Extract provided

The newest round of institutional buying shows a clear shift in the artificial intelligence trade: investors are not just chasing the most obvious chip winners, they are building exposure to the infrastructure that keeps AI running. In first-quarter filings, more than 4,000 institutional investors added to existing positions or started new ones in a basket of nine AI infrastructure-related companies, while only 146 institutions sold holdings in that group.

That imbalance matters because it suggests the money is still flowing into the AI buildout even as investors become more selective about the best-known megacap names. The pattern points to confidence in the ecosystem behind AI, not just in the headline companies that dominate market discussion.

Where the capital is going

The money is concentrating in the less glamorous but essential layers of the AI economy: compute, networking, power, storage and data-center capacity. Those categories benefit when companies, cloud providers and governments keep spending on training and deploying AI systems, because every new model needs chips, servers, racks, cooling, bandwidth and electricity.

The institutions buying those names were not just backing semiconductor demand. They were also putting money into data-center companies and utilities, which underlines a broader reality of the AI boom: it is not only a software story. It is an electricity story, a real-estate story and an industrial-capacity story.

Dataset extract
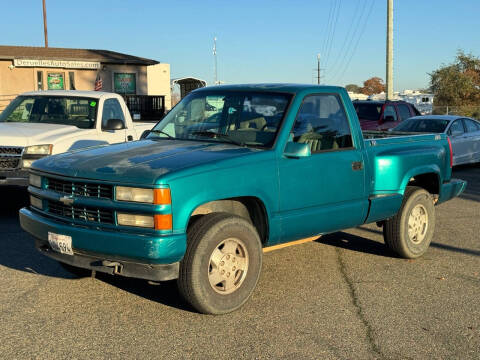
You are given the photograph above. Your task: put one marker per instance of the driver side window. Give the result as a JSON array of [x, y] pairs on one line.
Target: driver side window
[[322, 123], [111, 110]]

Exercise objective
Copy the section of the article on AI infrastructure investing that starts at "The money is concentrating" and ends at "an industrial-capacity story.", swapping "electricity" for "energy" wherever it occurs.

Finished task
The money is concentrating in the less glamorous but essential layers of the AI economy: compute, networking, power, storage and data-center capacity. Those categories benefit when companies, cloud providers and governments keep spending on training and deploying AI systems, because every new model needs chips, servers, racks, cooling, bandwidth and energy.

The institutions buying those names were not just backing semiconductor demand. They were also putting money into data-center companies and utilities, which underlines a broader reality of the AI boom: it is not only a software story. It is an energy story, a real-estate story and an industrial-capacity story.